**Exercise task 1**
Pull out every line of the records that contains the string "brick", treating uppercase and lowercase as different.

**Source extract**
---+---

Model with dropout has a bias at test time

I’m training a model for regression, where I’m using an MLP to predict the temperature of a room. In that sense, I’m doing time series forecasting (no RNNs for now), with the addition that not only do I predict the temperature, but also a variance around that prediction. I.e. I’m doing probabilistic forecasting or forecasting with uncertainty estimation, if you will.
Please refer to https://arxiv.org/abs/1612.01474 for more details or even
https://arxiv.org/abs/1506.02142.

I have both approaches implemented in Tensorflow and Pytorch. Originally I observed some strange behavior with Tensorflow that made me re-implement everything in Pytorch (everyone knows Pytorch is better) but it didn’t go away. This behavior is that whenever my model has dropout included in it, at test time, the predictions come with what seems to me to be a bias. Pic attached for clarity.
Capture

To get the above result, I’m using the Deep Ensembles approach. Some code follows but I can’t share the data.

class MLP(nn.Module):

    def __init__(self, **kwargs):
        super(MLP, self).__init__()
        # Activations
        self._choices = nn.ModuleDict({
            'relu': nn.ReLU(),
            'sigmoid': nn.Sigmoid(),
            'lrelu': nn.LeakyReLU(),
        })

        # Initialization parameters
        self.num_inputs = kwargs.get('num_inputs', 805)
        self.num_outputs = kwargs.get('num_outputs', 1)
        self.hidden_size = kwargs.get('hidden_size', 256)
        self.activation = kwargs.get('activation', 'relu')

        # Optional parameters
        self.p = kwargs.get('p', 0.05)

        # One hidden layer mlp model
        self.model = nn.Sequential(
            nn.Linear(self.num_inputs, 2*self.hidden_size),
            self._choices[self.activation],
            nn.Dropout(self.p),
            nn.Linear(2*self.hidden_size, self.hidden_size),
            self._choices[self.activation],
            nn.Dropout(self.p),
            nn.Linear(self.hidden_size, self.num_outputs),
            # nn.Dropout(self.p),
        )

---+---

**Exercise task 2**
For each statement, say yes or no to whether it agrees with the forum post on dropout bias, and quote the words from the post that decide it. (a) The poster has implemented both approaches in Tensorflow and in Pytorch. (b) The poster shares the data used for the model. (c) In the code, the default dropout probability is 0.5.

---+---

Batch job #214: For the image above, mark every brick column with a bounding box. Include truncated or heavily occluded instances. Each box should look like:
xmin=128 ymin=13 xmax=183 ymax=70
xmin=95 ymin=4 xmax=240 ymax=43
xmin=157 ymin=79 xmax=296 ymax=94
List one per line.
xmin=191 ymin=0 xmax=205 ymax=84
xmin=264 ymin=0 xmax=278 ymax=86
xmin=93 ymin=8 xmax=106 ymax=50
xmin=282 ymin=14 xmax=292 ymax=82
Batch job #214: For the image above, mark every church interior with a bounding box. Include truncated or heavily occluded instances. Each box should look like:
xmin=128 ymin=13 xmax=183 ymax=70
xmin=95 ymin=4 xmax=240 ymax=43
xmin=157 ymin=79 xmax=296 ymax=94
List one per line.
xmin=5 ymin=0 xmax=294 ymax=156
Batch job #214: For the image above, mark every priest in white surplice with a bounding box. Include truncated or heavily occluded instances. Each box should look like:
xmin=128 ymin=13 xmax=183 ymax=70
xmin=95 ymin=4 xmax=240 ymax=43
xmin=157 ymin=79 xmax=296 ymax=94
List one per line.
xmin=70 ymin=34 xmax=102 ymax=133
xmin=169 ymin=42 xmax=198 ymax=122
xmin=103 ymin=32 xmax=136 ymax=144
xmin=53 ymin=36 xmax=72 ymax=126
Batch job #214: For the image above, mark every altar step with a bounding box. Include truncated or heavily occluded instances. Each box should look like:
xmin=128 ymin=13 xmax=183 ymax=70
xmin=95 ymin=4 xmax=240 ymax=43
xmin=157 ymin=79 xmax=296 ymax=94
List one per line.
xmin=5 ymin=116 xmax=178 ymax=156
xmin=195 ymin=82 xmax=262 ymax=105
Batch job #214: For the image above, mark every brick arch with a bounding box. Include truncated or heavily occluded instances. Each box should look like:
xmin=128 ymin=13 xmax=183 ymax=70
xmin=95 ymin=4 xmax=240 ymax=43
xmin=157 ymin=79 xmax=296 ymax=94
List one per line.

---+---

**Full output 1**
Batch job #214: For the image above, mark every brick column with a bounding box. Include truncated or heavily occluded instances. Each box should look like:
Batch job #214: For the image above, mark every brick arch with a bounding box. Include truncated or heavily occluded instances. Each box should look like:

**Full output 2**
(a) Yes: "I have both approaches implemented in Tensorflow and Pytorch."
(b) No: "Some code follows but I can’t share the data."
(c) No: "self.p = kwargs.get('p', 0.05)"